**EXERCISE GOAL**
Below is a block of records: output all of them exactly and leave out the pictures.

Items listed in a dataset:

------------

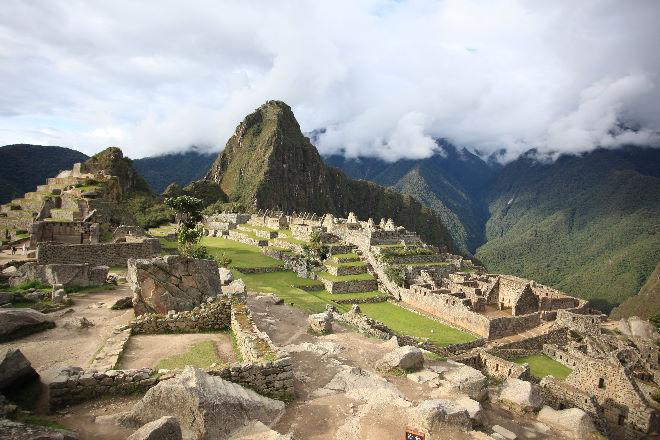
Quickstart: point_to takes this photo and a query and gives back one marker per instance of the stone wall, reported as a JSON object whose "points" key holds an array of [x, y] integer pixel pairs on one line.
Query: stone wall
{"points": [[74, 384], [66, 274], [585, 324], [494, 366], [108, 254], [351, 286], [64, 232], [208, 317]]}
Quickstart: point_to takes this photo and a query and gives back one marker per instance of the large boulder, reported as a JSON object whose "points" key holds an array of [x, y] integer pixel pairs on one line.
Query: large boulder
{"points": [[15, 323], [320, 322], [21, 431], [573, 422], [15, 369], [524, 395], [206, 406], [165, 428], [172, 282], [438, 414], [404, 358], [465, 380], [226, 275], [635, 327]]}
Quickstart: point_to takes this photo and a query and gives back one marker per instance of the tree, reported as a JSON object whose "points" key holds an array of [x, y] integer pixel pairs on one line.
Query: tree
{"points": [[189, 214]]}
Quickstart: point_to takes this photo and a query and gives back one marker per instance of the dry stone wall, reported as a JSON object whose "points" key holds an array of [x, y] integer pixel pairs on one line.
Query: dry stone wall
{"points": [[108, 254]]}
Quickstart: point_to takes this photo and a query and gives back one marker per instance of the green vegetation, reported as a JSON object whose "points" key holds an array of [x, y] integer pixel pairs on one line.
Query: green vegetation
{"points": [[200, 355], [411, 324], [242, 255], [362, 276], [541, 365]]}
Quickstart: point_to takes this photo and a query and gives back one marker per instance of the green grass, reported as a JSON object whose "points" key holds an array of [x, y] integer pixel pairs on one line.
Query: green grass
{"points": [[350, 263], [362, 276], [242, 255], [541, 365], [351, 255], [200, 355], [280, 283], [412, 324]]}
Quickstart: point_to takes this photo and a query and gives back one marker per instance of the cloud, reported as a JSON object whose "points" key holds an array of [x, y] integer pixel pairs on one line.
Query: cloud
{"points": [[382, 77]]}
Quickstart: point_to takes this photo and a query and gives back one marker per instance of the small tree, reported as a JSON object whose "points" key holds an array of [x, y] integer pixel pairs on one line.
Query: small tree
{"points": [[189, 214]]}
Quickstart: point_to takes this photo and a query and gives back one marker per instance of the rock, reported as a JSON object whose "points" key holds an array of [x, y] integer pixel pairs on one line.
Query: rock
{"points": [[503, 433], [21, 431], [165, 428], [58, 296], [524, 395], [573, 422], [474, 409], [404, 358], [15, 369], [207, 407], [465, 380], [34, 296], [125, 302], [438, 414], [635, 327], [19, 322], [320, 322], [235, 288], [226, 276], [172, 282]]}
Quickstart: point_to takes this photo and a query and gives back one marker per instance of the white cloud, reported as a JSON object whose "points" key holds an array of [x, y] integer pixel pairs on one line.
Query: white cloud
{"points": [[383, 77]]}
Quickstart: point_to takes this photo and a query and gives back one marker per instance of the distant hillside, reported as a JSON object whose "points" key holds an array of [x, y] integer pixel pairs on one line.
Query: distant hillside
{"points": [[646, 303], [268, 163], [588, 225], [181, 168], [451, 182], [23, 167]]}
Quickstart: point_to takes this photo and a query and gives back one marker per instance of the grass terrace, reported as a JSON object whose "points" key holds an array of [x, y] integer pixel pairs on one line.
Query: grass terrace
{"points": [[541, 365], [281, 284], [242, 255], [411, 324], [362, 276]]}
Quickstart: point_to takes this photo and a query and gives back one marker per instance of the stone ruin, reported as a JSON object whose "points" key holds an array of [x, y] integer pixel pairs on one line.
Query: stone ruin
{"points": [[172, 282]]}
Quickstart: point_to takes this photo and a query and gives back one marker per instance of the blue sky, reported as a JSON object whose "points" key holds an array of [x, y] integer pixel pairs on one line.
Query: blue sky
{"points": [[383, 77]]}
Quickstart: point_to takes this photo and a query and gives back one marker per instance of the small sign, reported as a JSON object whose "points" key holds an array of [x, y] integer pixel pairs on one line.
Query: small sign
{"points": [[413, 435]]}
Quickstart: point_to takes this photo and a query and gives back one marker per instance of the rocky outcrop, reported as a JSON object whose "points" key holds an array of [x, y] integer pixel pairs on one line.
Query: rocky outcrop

------------

**TASK ANSWER**
Quickstart: point_to takes this photo and a query and gives back one marker per instance of the stone wall, reported as a JSON object whose "points" key holds an array of [x, y] integer pixel pairs on one line.
Query: stone wall
{"points": [[74, 384], [66, 274], [585, 324], [494, 366], [108, 254], [351, 286], [64, 232], [208, 317]]}
Quickstart: point_to takes this photo and a query and gives back one marker per instance of the large boulder, reported as a JSON object whose "points" key holds an array of [x, y] integer pixel pairs on one line.
Query: large boulder
{"points": [[15, 323], [320, 322], [21, 431], [573, 422], [15, 369], [524, 395], [206, 406], [165, 428], [172, 282], [438, 414], [404, 358], [465, 380], [226, 275], [635, 327]]}
Quickstart: point_to takes this photo and a query and gives back one marker per instance of the tree, reported as a JSON object whose "points" key holds an array of [x, y] integer pixel pairs on one line.
Query: tree
{"points": [[189, 214]]}
Quickstart: point_to takes this photo and a query and gives back one marker per instance of the dry stone wall, reported as a JSON object whose "points" key holds an array of [x, y] integer pixel pairs on one line.
Query: dry stone wall
{"points": [[108, 254]]}
Quickstart: point_to takes this photo and a query and gives back one marker per instance of the green vegetation, reported as a JSON object whose "points" key holds an array of [x, y] integer pixel pairs on one line.
Query: green vegetation
{"points": [[200, 355], [411, 324], [242, 255], [362, 276], [541, 365]]}
Quickstart: point_to takes this photo and a query and gives back one marker per instance of the green grass, reported as a JSON object whose "points" key holds an array of [x, y] integer pixel pairs on one line.
Query: green grass
{"points": [[350, 263], [362, 276], [242, 255], [541, 365], [351, 255], [200, 355], [280, 283], [412, 324]]}
Quickstart: point_to takes this photo and a query and gives back one marker per instance of the cloud, reported as a JSON object whose "points" key holds an array of [x, y] integer pixel pairs on one line.
Query: cloud
{"points": [[382, 77]]}
Quickstart: point_to takes this photo and a query and gives back one marker per instance of the small tree, reported as a JSON object whose "points" key holds an array of [x, y] integer pixel pairs on one line.
Query: small tree
{"points": [[189, 214]]}
Quickstart: point_to takes this photo and a query and gives back one marker per instance of the rock, reported as a JSON object whose "points" key holds an array of [x, y] integer pixel pairs on one line.
Query: rock
{"points": [[503, 433], [21, 431], [165, 428], [58, 296], [524, 395], [573, 422], [474, 409], [404, 358], [15, 369], [207, 407], [465, 380], [34, 296], [125, 302], [438, 414], [635, 327], [19, 322], [320, 322], [235, 288], [226, 276], [172, 282]]}
Quickstart: point_to takes this photo and a query and gives back one marker per instance of the white cloud, reported as a JSON object whose "points" key holds an array of [x, y] integer pixel pairs on one line.
Query: white cloud
{"points": [[383, 77]]}
Quickstart: point_to takes this photo and a query and gives back one marker per instance of the distant hillside, reported as a JSON object whose "points" key holds an array of [x, y] integer pixel pairs on one line.
Query: distant hillside
{"points": [[646, 303], [268, 163], [588, 225], [181, 168], [451, 182], [23, 167]]}
Quickstart: point_to takes this photo and a query and gives back one marker per instance of the grass terrace, reported as a JSON object whose "points" key holds an array of [x, y] integer pixel pairs on one line.
Query: grass terrace
{"points": [[541, 365], [281, 284], [242, 255], [411, 324], [362, 276]]}
Quickstart: point_to takes this photo and a query and gives back one marker per instance of the stone ruin, reported as a JSON object whose "points" key holds an array of [x, y] integer pixel pairs on one line.
Query: stone ruin
{"points": [[172, 282]]}
Quickstart: point_to takes this photo and a query and gives back one marker per instance of the blue sky, reported as a JSON object whose "points" key holds an array of [x, y] integer pixel pairs on one line.
Query: blue sky
{"points": [[383, 77]]}
Quickstart: point_to takes this photo and a query and gives back one marker per instance of the small sign, reported as a JSON object whose "points" key holds an array of [x, y] integer pixel pairs on one line.
Query: small sign
{"points": [[413, 435]]}
Quickstart: point_to takes this photo and a query and gives back one marker per instance of the rocky outcrop, reported as a JSON object whose "points" key holds an array of [x, y] integer pixel pairs on one line.
Query: rocky outcrop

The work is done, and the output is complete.